# Work to be completed
In the entries from the beginning up to and including the line with "[585,327,755,519]", change "bounding box" to "box coordinates" and keep every other word the same. Reply with only those lines and omit the pictures.

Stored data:
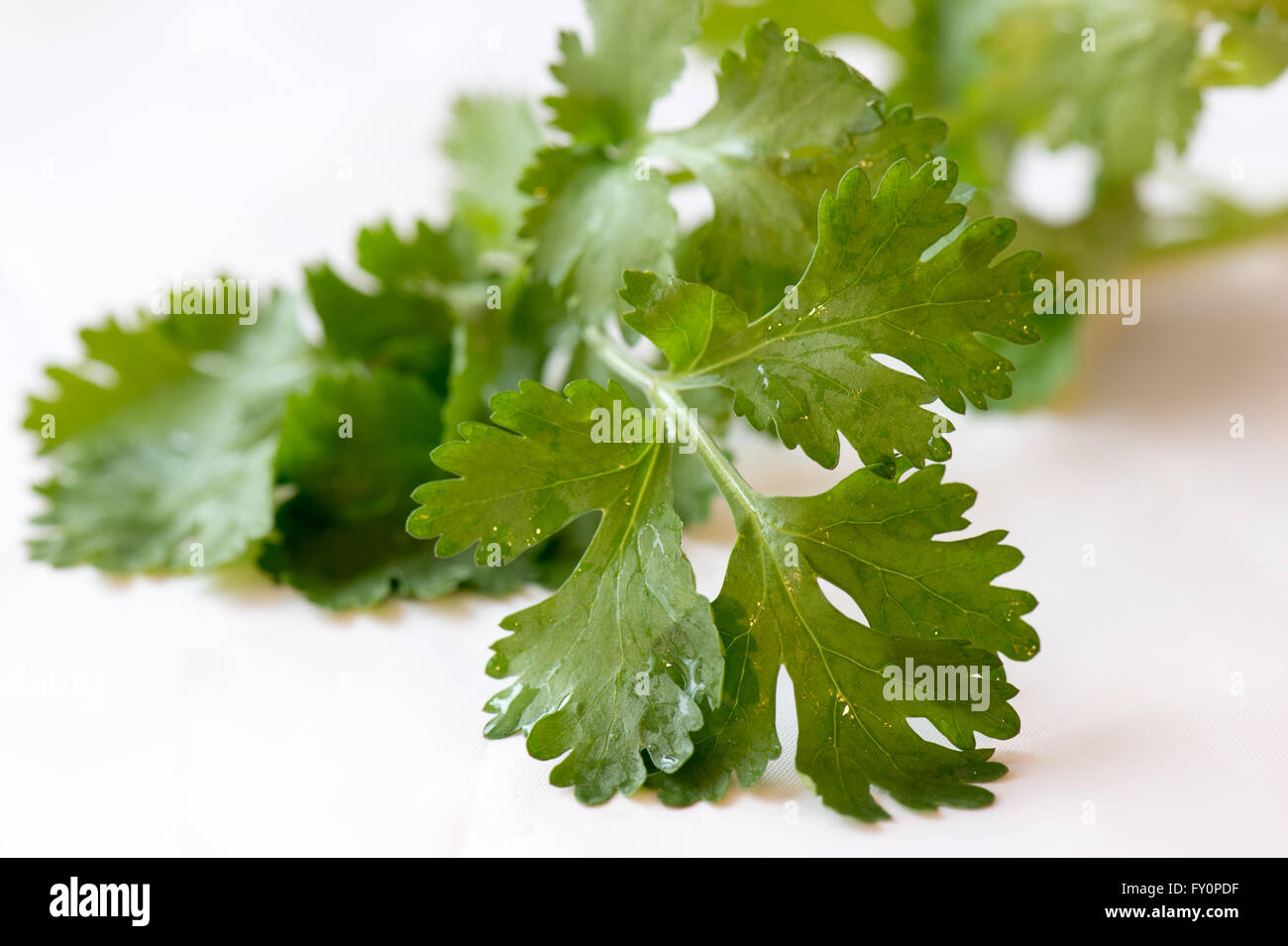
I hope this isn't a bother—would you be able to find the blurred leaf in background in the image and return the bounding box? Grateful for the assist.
[702,0,1288,407]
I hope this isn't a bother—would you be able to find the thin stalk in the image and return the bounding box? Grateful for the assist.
[585,327,755,519]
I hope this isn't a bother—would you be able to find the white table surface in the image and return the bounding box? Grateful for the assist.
[0,1,1288,856]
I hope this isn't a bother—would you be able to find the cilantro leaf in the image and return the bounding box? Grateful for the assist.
[443,98,542,250]
[651,21,945,311]
[546,0,702,145]
[651,466,1038,821]
[970,0,1201,180]
[305,252,451,390]
[523,148,677,321]
[623,162,1037,469]
[408,381,722,803]
[25,290,312,572]
[261,366,531,609]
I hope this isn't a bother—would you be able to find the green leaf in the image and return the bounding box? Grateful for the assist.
[546,0,702,145]
[651,466,1038,821]
[305,257,451,390]
[408,381,721,803]
[26,293,312,572]
[261,367,532,609]
[523,148,677,322]
[651,22,945,311]
[443,98,542,250]
[969,0,1201,181]
[1190,19,1288,86]
[622,162,1038,472]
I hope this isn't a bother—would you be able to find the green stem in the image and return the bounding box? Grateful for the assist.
[585,327,756,519]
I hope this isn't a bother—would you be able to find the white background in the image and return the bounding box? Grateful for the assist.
[0,0,1288,855]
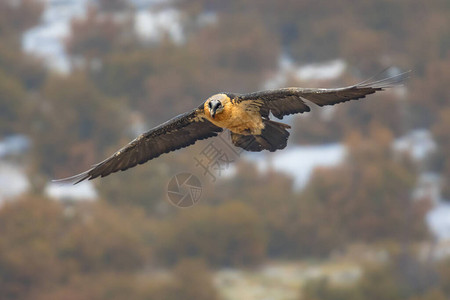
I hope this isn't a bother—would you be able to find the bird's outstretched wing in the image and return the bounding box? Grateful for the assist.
[54,105,222,184]
[237,71,410,119]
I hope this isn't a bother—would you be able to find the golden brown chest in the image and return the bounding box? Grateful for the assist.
[205,101,264,135]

# The response
I hope this isn't a bother—would you be able to find the blurred leaf in background in the image and return the box coordinates? Grateful for the assist.
[702,0,1288,407]
I hope this isn't a bother—would you be able to find the thin stalk in the image and return the box coordinates? Grateful for the assist.
[585,327,755,519]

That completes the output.